[Segmentation annotation records]
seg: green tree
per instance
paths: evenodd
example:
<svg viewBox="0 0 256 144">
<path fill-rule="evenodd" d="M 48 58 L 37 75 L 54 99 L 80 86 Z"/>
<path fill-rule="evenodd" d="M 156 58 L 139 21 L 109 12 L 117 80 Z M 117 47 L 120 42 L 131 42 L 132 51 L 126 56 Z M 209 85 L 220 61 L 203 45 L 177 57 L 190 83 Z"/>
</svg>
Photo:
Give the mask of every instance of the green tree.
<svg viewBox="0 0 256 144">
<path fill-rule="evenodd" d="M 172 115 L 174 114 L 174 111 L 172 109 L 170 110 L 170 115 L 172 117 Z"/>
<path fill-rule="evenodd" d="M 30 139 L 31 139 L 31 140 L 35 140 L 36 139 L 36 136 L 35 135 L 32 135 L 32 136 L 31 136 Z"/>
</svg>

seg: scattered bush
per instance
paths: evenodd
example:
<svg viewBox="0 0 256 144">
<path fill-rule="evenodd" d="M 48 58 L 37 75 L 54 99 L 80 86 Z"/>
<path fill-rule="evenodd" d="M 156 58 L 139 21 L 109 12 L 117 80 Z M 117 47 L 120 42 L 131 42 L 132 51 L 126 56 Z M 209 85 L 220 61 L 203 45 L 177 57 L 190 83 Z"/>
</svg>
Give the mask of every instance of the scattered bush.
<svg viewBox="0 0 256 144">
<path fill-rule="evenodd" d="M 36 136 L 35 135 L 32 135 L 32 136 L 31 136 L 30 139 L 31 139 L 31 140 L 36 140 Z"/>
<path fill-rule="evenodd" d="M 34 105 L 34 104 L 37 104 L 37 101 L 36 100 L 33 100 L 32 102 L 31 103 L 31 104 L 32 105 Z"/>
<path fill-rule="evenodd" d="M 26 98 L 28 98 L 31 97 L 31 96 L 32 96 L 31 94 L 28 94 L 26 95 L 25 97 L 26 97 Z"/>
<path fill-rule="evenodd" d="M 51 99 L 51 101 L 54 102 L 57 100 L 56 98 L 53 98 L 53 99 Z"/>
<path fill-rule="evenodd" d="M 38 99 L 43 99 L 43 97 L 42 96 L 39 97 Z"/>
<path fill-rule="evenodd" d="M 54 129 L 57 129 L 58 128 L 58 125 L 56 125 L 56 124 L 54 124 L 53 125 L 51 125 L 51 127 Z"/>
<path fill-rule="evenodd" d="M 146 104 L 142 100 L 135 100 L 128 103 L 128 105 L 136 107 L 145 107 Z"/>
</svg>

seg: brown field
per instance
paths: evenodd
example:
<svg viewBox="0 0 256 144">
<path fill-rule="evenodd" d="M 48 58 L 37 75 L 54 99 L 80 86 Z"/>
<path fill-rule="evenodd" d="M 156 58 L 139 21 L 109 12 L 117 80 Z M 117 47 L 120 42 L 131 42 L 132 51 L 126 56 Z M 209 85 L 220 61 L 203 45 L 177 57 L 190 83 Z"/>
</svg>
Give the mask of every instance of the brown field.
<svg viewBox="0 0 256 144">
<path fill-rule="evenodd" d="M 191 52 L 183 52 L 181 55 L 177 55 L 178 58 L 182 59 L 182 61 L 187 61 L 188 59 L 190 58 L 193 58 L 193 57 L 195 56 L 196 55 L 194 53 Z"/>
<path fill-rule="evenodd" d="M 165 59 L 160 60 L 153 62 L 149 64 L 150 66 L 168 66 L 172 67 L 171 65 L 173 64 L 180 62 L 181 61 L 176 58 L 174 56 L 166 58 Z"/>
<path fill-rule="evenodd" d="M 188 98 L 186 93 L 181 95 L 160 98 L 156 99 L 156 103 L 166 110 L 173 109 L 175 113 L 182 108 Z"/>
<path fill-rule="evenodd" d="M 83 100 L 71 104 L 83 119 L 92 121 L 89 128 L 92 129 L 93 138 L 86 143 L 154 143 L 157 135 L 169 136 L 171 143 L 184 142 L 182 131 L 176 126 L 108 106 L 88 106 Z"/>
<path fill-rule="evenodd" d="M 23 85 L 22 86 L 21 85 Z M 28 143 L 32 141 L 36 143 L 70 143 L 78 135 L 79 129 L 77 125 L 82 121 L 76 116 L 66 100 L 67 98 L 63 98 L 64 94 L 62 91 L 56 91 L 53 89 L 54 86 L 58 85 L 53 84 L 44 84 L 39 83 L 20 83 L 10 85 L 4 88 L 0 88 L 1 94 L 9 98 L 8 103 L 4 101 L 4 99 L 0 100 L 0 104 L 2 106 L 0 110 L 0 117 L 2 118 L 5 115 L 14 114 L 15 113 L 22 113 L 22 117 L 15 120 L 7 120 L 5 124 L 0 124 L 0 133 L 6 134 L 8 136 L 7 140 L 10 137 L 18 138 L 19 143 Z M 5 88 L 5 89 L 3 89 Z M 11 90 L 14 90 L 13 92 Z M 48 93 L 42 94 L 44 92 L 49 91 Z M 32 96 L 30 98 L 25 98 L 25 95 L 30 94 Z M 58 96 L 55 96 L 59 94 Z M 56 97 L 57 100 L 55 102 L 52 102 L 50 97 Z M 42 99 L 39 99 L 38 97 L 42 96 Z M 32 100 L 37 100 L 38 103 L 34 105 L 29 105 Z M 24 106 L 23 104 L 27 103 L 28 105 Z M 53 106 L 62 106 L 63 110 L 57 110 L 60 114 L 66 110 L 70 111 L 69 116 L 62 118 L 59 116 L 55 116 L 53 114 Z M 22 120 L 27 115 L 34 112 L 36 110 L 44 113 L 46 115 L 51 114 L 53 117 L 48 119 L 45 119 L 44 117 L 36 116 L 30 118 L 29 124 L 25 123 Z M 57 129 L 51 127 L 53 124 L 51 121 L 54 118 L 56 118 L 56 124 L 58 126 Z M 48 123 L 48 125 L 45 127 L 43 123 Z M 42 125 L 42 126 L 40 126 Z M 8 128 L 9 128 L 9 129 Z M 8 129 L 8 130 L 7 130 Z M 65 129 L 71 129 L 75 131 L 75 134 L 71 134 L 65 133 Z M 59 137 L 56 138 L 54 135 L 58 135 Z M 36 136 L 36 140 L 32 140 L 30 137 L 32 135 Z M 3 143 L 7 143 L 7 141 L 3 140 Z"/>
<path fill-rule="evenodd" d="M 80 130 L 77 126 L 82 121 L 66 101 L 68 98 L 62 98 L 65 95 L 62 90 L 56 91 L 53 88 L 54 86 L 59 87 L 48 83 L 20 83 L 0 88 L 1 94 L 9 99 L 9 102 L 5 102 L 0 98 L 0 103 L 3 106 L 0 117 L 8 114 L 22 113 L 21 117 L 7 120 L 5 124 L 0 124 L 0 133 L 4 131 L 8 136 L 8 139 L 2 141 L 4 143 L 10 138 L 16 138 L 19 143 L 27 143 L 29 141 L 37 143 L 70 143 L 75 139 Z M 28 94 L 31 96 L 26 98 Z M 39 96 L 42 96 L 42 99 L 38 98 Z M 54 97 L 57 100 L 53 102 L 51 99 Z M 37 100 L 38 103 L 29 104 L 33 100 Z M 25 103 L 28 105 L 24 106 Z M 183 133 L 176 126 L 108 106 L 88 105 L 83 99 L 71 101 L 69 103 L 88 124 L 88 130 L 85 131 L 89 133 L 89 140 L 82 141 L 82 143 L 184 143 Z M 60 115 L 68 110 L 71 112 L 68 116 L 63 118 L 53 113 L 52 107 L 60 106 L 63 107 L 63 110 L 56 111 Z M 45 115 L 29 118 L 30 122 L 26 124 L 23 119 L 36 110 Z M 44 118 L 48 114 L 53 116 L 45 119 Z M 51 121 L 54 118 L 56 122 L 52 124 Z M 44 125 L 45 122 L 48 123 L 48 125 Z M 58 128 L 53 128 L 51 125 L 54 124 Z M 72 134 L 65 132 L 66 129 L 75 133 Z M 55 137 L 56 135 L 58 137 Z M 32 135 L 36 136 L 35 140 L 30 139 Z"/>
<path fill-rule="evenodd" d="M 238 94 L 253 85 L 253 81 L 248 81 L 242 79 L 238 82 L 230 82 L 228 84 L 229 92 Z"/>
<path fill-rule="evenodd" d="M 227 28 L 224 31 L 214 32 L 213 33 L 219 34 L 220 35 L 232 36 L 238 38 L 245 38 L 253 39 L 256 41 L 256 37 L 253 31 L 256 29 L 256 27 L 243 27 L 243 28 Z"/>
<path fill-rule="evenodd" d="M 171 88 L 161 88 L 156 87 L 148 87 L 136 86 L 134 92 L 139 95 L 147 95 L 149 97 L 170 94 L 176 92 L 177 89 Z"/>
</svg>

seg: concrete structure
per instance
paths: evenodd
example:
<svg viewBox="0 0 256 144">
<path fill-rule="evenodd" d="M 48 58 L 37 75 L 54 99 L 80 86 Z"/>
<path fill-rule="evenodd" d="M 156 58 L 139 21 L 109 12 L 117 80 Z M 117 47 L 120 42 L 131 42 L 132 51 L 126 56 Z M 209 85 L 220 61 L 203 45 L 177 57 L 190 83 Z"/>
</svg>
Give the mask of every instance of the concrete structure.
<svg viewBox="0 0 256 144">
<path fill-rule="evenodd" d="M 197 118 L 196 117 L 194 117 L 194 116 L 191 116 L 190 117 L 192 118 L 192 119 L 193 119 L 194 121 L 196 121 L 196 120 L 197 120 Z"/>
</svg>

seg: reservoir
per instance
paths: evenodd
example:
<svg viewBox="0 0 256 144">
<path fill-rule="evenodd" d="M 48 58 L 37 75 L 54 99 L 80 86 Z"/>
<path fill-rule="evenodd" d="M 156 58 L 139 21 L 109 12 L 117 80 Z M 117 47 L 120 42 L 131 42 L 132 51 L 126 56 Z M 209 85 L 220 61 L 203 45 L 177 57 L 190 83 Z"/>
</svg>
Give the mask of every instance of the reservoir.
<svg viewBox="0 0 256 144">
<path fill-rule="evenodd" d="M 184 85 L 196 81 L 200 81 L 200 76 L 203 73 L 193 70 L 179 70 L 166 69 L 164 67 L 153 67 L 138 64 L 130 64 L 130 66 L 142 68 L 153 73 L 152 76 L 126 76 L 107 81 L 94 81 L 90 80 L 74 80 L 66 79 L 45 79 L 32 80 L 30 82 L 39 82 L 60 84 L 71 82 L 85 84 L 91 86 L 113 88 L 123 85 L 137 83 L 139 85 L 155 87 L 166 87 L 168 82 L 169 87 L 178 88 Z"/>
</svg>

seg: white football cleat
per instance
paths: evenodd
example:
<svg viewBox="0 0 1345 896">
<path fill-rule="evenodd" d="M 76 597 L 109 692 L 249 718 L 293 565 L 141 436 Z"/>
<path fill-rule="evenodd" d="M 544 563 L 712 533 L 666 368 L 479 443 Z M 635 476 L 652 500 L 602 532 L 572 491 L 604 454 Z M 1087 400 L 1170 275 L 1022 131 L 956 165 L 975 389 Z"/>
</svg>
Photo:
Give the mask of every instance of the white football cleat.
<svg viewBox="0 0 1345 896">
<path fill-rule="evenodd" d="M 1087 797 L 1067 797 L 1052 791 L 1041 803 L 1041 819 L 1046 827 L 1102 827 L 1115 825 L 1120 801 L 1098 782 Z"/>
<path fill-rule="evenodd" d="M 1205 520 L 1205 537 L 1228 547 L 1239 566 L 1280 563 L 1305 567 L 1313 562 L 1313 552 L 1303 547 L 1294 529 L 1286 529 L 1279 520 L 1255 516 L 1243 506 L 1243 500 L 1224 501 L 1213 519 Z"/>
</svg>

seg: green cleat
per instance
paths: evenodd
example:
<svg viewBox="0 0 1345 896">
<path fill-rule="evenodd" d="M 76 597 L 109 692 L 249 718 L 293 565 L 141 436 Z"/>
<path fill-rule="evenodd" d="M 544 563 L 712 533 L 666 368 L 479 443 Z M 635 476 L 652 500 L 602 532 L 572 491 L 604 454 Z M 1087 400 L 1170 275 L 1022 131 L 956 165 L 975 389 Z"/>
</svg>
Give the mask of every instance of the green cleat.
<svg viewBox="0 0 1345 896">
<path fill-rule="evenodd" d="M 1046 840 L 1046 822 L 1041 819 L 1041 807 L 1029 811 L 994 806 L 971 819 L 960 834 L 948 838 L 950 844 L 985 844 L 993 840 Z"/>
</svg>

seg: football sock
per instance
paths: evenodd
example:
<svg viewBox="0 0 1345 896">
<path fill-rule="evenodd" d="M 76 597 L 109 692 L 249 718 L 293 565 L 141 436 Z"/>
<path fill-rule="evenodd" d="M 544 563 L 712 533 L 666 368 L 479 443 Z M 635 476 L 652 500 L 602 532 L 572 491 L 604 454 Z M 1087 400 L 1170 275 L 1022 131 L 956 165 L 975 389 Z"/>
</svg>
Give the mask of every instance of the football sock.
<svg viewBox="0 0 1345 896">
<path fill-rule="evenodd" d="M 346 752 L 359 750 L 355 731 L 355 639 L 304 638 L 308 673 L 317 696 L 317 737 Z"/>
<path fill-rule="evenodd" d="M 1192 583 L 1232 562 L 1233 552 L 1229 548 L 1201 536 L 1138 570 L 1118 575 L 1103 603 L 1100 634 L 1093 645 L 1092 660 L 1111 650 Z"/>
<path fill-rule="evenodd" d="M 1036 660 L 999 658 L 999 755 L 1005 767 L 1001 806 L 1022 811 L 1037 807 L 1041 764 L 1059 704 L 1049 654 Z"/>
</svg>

■ **Description of the task**: Please copy the stretch of material from its start through the line containing "172 115 L 174", replacing "green tree" with "oak tree" and leaving everything else unchanged.

■ **Answer to this problem**:
seg: oak tree
per instance
paths: evenodd
example:
<svg viewBox="0 0 256 144">
<path fill-rule="evenodd" d="M 48 58 L 37 75 L 54 99 L 80 86 Z"/>
<path fill-rule="evenodd" d="M 156 58 L 139 21 L 109 12 L 117 80 Z M 117 47 L 120 42 L 131 42 L 132 51 L 126 56 Z M 209 85 L 220 61 L 203 45 L 177 57 L 190 83 Z"/>
</svg>
Photo:
Give the mask of every instance of the oak tree.
<svg viewBox="0 0 256 144">
<path fill-rule="evenodd" d="M 172 115 L 174 114 L 174 111 L 172 109 L 170 110 L 170 115 L 172 117 Z"/>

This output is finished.